PROBLEM SET →
**A.** From the studio timeline, list each specific item named as part of the experimental performance piece created in December 2020.
**B.** Answer these questions using the studio timeline:
(i) Where was the short residency held in December 2020?
(ii) How many levels did the spinal fusion surgery involve?
(iii) What was the title of the group exhibition in January 2019?

EXTRACT PROVIDED →
----

See the finished woks and learn more about the exhibition here: Body, Joy, Cage, Scar.
Winter 2020
In December of 2020 I was invited to create an experimental performance for a short residency at VisArts in Rockville, MD. The piece incorporated porcelain sculptures, embroidery pieces, an old ballet costume, a model spine, mobility aid devices, and a variety of other props that I interacted with in a variety of ways during multiple experimental performance trials in the VisArts gallery space.
Spring 2020
Before the whole world shut down due to Covid-19, I was already isolated because of a long, slow recovery from my 13-level spinal fusion surgery. Once I had the energy to sit up on my own for 30 minutes or even an hour at a time, I began working in a makeshift, at-home studio that I set up in my parents' home just prior to surgery. I was limited by energy, strength, and significant pain, so my work had to adapt accordingly. I made small clay bone-like shapes while performing my daily walking exercises, created small drawings in my sketchbook in bed, traced my body's shape over and over again in an old bathroom mirror, and I began using my projector to translate stills from a video of my surgery onto cotton fabric. The projector helped me to work very quickly, which was important because sitting in a chair was something I couldn't do for long periods of time. The work I made in this home studio became a starting point for a major shift in my work where I have since been investigating the structure and anatomy of my physical body, and my relationship to my body while depending on the care of others, and healing and caring for myself.
Fall / Winter 2019
October - December 2019
Summer - Fall 2019
June - September 2019
Summer - Fall 2018
In late summer 2018 I was awarded a long term residency at the Arlington Arts Center. I moved into my new studio in the late summer and continued my investigations with fiber-based materials on a smaller scale. The pieces I created in the summer-fall of 2018 were the start of my altered blanket series, which is ongoing. In January of 2019, two pieces from this series were included in a group exhibition titled "Over, Under, Forward, Back" which was written about in multiple publications, including The Washington City Paper.

----

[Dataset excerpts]
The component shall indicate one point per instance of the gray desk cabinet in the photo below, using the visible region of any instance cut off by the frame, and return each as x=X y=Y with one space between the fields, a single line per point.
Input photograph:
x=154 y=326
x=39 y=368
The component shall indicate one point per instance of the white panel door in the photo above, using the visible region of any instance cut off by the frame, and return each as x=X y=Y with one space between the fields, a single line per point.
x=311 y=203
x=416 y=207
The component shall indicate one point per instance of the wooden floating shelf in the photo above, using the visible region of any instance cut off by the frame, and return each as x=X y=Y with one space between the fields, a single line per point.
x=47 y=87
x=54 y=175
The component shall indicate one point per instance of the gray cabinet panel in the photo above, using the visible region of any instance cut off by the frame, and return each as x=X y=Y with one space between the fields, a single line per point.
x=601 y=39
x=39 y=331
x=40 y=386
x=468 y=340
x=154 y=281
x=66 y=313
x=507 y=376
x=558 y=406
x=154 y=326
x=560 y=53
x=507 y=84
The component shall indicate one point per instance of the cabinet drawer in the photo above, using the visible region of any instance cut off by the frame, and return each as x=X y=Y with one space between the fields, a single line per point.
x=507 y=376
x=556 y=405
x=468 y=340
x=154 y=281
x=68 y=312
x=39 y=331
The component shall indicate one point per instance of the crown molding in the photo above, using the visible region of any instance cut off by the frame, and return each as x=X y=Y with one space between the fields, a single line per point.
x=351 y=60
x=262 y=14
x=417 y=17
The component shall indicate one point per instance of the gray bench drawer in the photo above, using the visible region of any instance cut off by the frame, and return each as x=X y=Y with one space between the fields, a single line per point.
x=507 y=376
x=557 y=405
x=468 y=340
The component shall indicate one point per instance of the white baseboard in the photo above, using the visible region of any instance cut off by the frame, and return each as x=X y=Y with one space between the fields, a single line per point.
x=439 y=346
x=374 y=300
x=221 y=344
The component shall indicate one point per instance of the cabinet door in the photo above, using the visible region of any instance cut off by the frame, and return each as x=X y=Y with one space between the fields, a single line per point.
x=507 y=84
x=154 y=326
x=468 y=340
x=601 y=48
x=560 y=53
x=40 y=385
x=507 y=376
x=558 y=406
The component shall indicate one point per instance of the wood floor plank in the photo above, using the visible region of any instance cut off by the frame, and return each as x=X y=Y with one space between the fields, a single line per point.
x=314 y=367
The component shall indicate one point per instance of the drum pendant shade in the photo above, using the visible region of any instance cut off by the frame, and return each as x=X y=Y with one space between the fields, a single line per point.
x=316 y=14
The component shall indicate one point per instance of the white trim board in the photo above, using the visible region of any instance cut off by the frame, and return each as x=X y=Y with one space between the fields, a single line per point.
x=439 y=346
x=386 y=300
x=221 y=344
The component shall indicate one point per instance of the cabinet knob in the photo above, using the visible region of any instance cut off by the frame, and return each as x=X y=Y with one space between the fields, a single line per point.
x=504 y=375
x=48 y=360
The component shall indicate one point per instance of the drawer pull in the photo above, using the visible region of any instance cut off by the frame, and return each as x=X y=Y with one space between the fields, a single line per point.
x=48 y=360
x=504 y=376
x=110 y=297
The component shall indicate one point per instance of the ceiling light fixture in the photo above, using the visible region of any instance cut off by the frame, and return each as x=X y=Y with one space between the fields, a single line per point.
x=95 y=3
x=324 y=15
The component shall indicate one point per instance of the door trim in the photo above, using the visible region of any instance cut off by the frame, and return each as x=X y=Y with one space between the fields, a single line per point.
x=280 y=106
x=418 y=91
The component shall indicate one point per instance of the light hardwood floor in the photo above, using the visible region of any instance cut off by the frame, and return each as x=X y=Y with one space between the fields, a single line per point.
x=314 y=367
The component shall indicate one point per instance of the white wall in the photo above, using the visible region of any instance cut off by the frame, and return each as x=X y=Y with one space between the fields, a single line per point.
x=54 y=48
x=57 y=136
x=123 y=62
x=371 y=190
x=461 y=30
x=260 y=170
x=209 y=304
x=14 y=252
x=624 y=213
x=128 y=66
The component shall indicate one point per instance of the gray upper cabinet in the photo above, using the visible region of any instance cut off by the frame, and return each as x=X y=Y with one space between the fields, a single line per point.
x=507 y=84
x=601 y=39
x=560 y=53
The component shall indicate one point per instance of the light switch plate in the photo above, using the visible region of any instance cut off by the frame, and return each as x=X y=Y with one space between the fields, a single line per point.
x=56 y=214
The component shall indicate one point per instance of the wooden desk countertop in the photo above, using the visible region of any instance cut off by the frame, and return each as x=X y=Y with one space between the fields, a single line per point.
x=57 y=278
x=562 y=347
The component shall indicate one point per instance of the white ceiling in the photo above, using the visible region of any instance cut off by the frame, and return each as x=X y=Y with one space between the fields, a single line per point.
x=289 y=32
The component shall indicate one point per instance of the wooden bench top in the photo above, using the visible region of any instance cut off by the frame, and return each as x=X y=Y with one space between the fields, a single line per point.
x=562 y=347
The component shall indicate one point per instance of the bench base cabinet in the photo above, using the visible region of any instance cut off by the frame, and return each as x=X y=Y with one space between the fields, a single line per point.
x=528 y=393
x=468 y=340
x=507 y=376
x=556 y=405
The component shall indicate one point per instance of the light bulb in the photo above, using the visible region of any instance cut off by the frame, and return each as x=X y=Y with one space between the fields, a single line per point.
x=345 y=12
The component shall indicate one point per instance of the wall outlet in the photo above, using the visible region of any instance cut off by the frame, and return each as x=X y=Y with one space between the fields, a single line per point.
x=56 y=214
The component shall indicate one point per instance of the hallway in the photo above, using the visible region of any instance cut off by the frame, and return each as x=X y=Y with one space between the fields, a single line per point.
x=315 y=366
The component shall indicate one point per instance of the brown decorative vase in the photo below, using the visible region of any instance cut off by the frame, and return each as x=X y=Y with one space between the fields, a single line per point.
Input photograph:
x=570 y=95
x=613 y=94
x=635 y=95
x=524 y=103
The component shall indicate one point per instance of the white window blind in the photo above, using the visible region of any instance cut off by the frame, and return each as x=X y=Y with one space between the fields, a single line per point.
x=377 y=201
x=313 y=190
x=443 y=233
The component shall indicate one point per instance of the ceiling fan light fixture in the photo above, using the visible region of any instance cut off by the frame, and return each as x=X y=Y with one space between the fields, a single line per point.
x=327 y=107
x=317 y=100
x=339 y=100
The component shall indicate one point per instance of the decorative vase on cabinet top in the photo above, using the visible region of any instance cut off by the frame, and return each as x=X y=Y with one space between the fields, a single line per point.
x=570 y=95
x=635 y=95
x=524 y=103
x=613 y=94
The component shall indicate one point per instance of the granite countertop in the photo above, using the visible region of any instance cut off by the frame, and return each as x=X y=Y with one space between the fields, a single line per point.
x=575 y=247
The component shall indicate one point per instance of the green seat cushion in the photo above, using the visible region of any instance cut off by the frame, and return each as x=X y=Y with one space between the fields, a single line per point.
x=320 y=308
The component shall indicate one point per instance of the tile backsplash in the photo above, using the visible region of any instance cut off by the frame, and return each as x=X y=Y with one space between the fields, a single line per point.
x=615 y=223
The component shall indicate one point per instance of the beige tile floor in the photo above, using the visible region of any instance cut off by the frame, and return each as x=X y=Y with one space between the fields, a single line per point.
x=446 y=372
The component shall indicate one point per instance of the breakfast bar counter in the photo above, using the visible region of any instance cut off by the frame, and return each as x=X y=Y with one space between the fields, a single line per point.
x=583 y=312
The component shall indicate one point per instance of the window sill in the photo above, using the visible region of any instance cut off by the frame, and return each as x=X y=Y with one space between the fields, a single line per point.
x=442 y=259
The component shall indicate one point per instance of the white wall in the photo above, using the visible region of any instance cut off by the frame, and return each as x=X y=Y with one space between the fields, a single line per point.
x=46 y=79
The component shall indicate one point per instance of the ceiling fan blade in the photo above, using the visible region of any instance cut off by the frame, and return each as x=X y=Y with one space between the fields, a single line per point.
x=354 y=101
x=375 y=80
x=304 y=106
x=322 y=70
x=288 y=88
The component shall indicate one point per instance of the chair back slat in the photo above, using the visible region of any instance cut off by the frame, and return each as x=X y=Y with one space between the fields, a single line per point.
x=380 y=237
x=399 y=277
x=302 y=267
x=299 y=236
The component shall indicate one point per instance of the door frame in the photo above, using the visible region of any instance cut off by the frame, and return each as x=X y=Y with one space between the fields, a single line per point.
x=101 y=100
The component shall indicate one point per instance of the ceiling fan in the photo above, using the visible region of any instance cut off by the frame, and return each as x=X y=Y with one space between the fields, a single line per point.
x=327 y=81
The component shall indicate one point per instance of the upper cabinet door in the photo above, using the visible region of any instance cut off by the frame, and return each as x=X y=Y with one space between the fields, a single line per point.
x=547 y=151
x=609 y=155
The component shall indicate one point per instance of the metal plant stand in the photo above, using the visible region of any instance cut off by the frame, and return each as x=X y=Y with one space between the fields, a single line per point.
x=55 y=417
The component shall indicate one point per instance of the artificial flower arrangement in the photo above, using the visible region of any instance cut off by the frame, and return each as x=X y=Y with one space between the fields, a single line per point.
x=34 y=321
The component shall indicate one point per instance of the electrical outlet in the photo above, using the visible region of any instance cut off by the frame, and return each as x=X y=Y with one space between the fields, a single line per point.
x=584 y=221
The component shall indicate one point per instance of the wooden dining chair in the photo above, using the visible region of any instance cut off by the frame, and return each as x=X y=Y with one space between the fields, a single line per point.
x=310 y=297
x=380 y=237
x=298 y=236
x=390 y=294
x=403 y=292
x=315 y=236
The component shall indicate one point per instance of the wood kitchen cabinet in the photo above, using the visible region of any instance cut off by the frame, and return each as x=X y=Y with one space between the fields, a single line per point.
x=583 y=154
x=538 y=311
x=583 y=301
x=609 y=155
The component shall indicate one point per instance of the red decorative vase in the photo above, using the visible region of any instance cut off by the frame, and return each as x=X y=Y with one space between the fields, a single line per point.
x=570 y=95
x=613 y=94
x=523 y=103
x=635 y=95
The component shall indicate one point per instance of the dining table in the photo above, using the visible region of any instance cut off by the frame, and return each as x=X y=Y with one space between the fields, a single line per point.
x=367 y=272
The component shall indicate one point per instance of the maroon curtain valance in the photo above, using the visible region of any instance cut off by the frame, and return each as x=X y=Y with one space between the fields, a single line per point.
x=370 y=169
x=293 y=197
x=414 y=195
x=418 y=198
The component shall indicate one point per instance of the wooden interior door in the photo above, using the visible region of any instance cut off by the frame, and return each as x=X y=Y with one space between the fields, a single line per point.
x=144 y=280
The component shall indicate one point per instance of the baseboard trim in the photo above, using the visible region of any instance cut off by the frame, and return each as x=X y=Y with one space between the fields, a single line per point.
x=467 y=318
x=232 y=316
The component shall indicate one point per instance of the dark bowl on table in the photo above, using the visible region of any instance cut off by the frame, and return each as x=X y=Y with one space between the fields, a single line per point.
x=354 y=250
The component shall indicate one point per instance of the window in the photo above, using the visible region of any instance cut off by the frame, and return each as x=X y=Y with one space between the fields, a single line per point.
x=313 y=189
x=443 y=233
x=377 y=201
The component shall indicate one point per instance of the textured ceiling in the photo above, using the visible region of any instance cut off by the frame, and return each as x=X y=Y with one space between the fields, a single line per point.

----

ANSWERS PER TASK →
**A.**
- Porcelain sculptures
- Embroidery pieces
- An old ballet costume
- A model spine
- Mobility aid devices

**B.**
(i) VisArts in Rockville, MD
(ii) 13
(iii) "Over, Under, Forward, Back"